ACTIONS TO TAKE »
1/ According to the Trollope commentary, why does Georgiana Longestaffe resist her family's rejection of Brehgert? Answer in one to three sentences.
2/ Carry the Trollope commentary forward, starting after its final sentence.

SUPPLIED PASSAGE »
She returns to America in appropriate company – with Fisker, who has along the way won Marie Melmotte, a tough little outsider, a Jew and a bastard to boot, who, as finally becomes clear, would never have done as the wife of the English aristocrats who wanted her money. She has hung on to her father's ample reserve of money, and will hold her own in the harsher social and financial climate of the New World. Fisker, succeeding where Sir Felix Carbury and Lord Nidderdale failed, has got the girl and a large remnant of Melmotte's money; but corrupt
though England may now be, it has contrived almost by default to get rid of these outsiders.

Although Trollope falls short of what would now be thought a completely unprejudiced attitude to Jews, his treatment of the Jewish question, here and elsewhere, is more complex than that of many contemporaries. Admittedly he will refer with familiar irony to ‘the Hebrew gentleman' and allude to the supposed habits and physical characteristics of Jews, so that he can sometimes sound like a stupid clubman anti-Semite. Quite recently, in
The Eustace Diamonds
, he had produced a disagreeable stereotype in Joseph Emilius. But he can also surprise one with insight and sympathy. His
Nina Balatka
(1867, published anonymously) is set in Prague and concerns the marriage of a Catholic woman and a Jewish merchant; as Mullen observes, it reflects the historical fact that in 1867 civil restrictions on Jews were ended in the Austrian Empire.
12
The mixed marriage is beset with problems, but Catholic and Jewish beliefts are alike respectfully treated.

Unlike
Nina Balatka, The Way We Live Now
has been called anti-Semitic. There were already strong Jewish interests in the City, and the fact did not please everybody. Melmotte's associate Cohenlupe is a crook; but the more interesting figure is Ezekiel Brehgert, whose manners may not be those of the English aristocrat but who is thoroughly honest – if not gentlemanly then manly, always one of Trollope's terms of approbation. Indeed Brehgert is made to serve as a measure of the snobbery and corruption of the Longestaffes.

One of Trollope's novelistic skills was the subtle use of letters to comment on character, and the terminal correspondence between Georgiana Longestaffe and Brehgert is a notable instance. Georgiana resists her family's crudely snobbish rejection of the Jewish suitor, moreover a man much older than she, and ‘in trade', mostly because she is desperate to marry, but partly because she senses that in this matter of the Jews ‘there was at present a general heaving-up of society… and a change in progress which would soon make it a matter of indifference whether anybody was Jew or Christian' (p.461). Georgiana is small-minded and her view of the matter is not disinterested; nor would Trollope, any more than most Jews and most Christians, have thought it a good thing
that all such distinction should be lost. He is not, as it were, behind Georgiana's musings; but one feels he has a less ambiguous sympathy with her suitor.

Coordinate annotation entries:
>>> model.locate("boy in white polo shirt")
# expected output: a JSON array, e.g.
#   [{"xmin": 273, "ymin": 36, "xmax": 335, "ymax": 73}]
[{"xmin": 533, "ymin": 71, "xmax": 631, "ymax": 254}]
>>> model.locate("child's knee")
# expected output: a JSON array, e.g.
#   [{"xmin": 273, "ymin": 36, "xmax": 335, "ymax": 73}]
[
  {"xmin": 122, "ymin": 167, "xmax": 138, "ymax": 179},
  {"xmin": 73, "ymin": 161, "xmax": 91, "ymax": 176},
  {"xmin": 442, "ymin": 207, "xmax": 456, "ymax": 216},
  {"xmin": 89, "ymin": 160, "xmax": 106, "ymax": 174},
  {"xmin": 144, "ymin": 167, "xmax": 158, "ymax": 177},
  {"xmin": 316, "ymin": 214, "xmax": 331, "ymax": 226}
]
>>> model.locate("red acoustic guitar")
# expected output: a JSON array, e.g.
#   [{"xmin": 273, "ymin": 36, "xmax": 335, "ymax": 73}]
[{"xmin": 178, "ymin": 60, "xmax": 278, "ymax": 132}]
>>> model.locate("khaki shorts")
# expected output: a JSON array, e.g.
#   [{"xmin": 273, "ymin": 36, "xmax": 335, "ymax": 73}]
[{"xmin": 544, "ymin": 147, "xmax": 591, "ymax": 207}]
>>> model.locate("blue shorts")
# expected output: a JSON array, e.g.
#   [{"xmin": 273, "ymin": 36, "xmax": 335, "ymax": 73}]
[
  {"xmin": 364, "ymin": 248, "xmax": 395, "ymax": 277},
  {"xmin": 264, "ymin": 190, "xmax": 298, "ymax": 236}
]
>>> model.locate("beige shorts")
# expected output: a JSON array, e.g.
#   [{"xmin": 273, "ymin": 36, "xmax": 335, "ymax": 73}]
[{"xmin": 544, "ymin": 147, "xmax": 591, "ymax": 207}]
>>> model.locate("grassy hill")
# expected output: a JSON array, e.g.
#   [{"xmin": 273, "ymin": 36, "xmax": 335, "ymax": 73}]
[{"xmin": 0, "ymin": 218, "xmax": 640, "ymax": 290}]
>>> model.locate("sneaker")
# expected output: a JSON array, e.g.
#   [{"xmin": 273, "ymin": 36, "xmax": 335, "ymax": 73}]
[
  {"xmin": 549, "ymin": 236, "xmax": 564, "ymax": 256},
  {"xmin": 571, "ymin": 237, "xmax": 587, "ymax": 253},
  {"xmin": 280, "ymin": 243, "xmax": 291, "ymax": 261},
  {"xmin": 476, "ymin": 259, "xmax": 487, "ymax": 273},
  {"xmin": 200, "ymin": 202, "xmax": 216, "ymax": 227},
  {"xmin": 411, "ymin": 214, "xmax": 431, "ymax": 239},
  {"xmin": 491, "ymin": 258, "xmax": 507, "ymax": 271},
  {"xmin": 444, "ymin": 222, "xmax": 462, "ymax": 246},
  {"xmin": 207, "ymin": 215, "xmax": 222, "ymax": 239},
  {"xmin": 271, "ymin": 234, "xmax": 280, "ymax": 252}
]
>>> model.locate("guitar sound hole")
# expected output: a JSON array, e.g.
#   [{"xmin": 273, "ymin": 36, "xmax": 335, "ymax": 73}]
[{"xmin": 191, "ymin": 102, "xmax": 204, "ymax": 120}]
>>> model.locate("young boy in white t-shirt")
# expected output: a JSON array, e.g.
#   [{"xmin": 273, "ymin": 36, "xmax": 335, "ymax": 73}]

REPLIES »
1/ She resists mostly because she is desperate to marry. She is also partly moved by her sense that society is undergoing a general heaving-up that will soon make it a matter of indifference whether anybody is Jew or Christian.

2/
Brehgert, after his interview with Georgiana's father, sends her a good letter, the sort Trollope might indeed have called ‘manly' – he does call it ‘plain-spoken and truth-telling' – dealing with the father's objections, and especially pointing out that Longestaffe had closed his mind to the alteration in the social circumstances of English Jews. He adds, honourably, that his losses in the Melmotte collapse will for two or three years prevent his taking the second house he promised her in London, suggesting that they might manage quite comfortably for a while with the one at Fulham. Georgiana is not well pleased with this letter, least of all about the news of Brehgert's financial losses. In her reply she remarks that whereas she is willing to defy her family by marrying him she needs the promised town house: ‘Fulham is all very well now and then, but I don't think I should like to live at Fulham all the year through. You talk of three years, which would be dreadful.' She urges him to reverse his decision. His response is that her letter shows her unwilling to marry him ‘unless I can supply you with a house in the town as well as in the country', and, with great politeness, he declares their engagement to be at an end (p. 609).

All this is intelligently done, and it is what needs to be remembered when Trollope, in this novel, is called anti-Semitic. And indeed it is characteristic of his way of writing that the story often induces him to give depth and complexity to what could in principle have been presented in black and white. A notable instance is Roger Carbury, who certainly stands for old and increasingly neglected values, who is on the whole right about Melmotte and right about Mrs Hurtle, but whose rightness is shadowed by prejudice and intolerance. He might have been, much more simply, the kind of gentleman Pope admired, a Ralph Allen doing good by stealth in a society where ‘not to be corrupted was the shame'. But although he sometimes went close to producing such stereotypes, Trollope allows none such in
The Way We Live Now.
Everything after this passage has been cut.